Given data:

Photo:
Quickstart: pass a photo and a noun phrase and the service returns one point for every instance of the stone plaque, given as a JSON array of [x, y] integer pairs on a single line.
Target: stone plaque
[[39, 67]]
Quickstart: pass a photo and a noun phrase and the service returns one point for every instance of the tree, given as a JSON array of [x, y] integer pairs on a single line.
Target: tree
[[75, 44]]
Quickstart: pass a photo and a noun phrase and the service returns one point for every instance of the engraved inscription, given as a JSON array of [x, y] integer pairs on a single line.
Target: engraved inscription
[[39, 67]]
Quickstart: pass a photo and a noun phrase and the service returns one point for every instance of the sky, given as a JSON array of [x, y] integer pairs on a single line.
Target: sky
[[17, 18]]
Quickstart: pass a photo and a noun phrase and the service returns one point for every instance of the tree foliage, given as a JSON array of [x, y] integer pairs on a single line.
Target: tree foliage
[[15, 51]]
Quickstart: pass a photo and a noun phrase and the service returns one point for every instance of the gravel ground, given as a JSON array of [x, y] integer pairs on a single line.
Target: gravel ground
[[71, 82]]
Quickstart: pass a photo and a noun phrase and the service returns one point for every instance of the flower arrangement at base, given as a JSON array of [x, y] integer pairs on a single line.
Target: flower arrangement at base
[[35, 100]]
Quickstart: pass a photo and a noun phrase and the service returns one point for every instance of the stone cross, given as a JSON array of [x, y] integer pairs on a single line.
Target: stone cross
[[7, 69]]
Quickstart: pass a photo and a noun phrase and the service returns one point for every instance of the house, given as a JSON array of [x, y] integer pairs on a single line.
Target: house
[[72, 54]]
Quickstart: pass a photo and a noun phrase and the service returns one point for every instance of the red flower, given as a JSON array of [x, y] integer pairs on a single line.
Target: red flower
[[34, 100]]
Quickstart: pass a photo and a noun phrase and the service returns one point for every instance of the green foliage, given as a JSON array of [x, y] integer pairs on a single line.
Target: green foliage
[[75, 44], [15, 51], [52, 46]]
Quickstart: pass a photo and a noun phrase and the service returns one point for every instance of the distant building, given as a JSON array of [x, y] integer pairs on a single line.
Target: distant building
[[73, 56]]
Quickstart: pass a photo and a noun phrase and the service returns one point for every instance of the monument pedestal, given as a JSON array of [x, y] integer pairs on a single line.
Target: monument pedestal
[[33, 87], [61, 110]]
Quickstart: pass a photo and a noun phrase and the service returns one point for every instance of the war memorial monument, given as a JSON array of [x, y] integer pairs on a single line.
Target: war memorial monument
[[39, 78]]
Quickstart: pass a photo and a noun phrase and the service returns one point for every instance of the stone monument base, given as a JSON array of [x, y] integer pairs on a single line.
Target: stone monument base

Exercise directions:
Extract every line of the items above and reproduce each one verbatim, in its original order.

Task solution:
Photo:
Quickstart: pass a photo and a noun phrase and the service returns one point for every instance of the stone plaque, given as a JSON array of [x, y] integer pairs on a single line.
Target: stone plaque
[[39, 67]]
Quickstart: pass a photo and a noun phrase and the service returns one point for every instance of the tree, given as a JSON array of [x, y] integer pairs on a single line.
Target: tree
[[75, 44]]
Quickstart: pass a photo and a noun phrase and the service returns one point for every instance of the engraved inscription, given as a JSON array of [x, y] integer pairs on a single line.
Target: engraved inscription
[[39, 67]]
Quickstart: pass a photo and a noun phrase and the service returns one point for every instance of the sky, given as a JSON array of [x, y] integer pairs on a single line.
Target: sky
[[17, 18]]
Quickstart: pass a photo and a noun phrase and the service returns one point for every instance of the tree foliage, given as a JSON array of [x, y] integer pairs on a single line.
Target: tree foliage
[[15, 51]]
Quickstart: pass a photo and a noun phrase and the service returns one point for every instance of the gravel ground, given as a JSON array of [x, y] integer pairs on a single line.
Target: gravel ground
[[71, 82]]
Quickstart: pass a photo and a noun phrase and the service returns one point for every instance of the flower arrangement at base, given as a JSON array of [x, y] integer pairs on a single line.
Target: flower arrangement at base
[[35, 100]]
Quickstart: pass a photo and a noun phrase and the service returns one point for every instance of the stone cross, given as a JSON array of [x, y] integer pairs on a single line.
Target: stone cross
[[7, 69]]
Quickstart: pass a photo and a noun phrase and the service returns one point for every instance of the house, given as a JSON array of [x, y] integer pairs on a single line.
Target: house
[[72, 54]]
Quickstart: pass a photo and a noun phrase and the service returns one point for every instance of the red flower, given as a JSON array of [x, y] integer pairs on a single line.
Target: red flower
[[34, 100]]
Quickstart: pass a photo and a noun phrase and the service returns one point for every instance of the green foliage, given as a JSON array of [x, y] integer pairs on a single line.
Target: green foliage
[[75, 44], [15, 51], [52, 46]]
Quickstart: pass a photo and a noun phrase and the service returns one point for every instance of the distant building, given as a JSON array of [x, y] integer pairs on a single line.
Target: distant building
[[73, 56]]
Quickstart: pass a photo and a noun phrase and the service returns one point for every instance of the monument pedestal, given as a JSON array of [x, y] integer pairs on a single line.
Target: monument pedestal
[[33, 87], [61, 110]]
Quickstart: pass a photo and a noun phrase and the service returns one point for every instance of the war memorial monument, given as a JSON array of [x, y] integer pairs on a single line.
Target: war memorial monument
[[39, 78]]
Quickstart: pass a photo and a noun phrase and the service returns one point for every instance of the stone monument base, given as a JSON array of [x, y] integer pairs on a single line.
Target: stone monument base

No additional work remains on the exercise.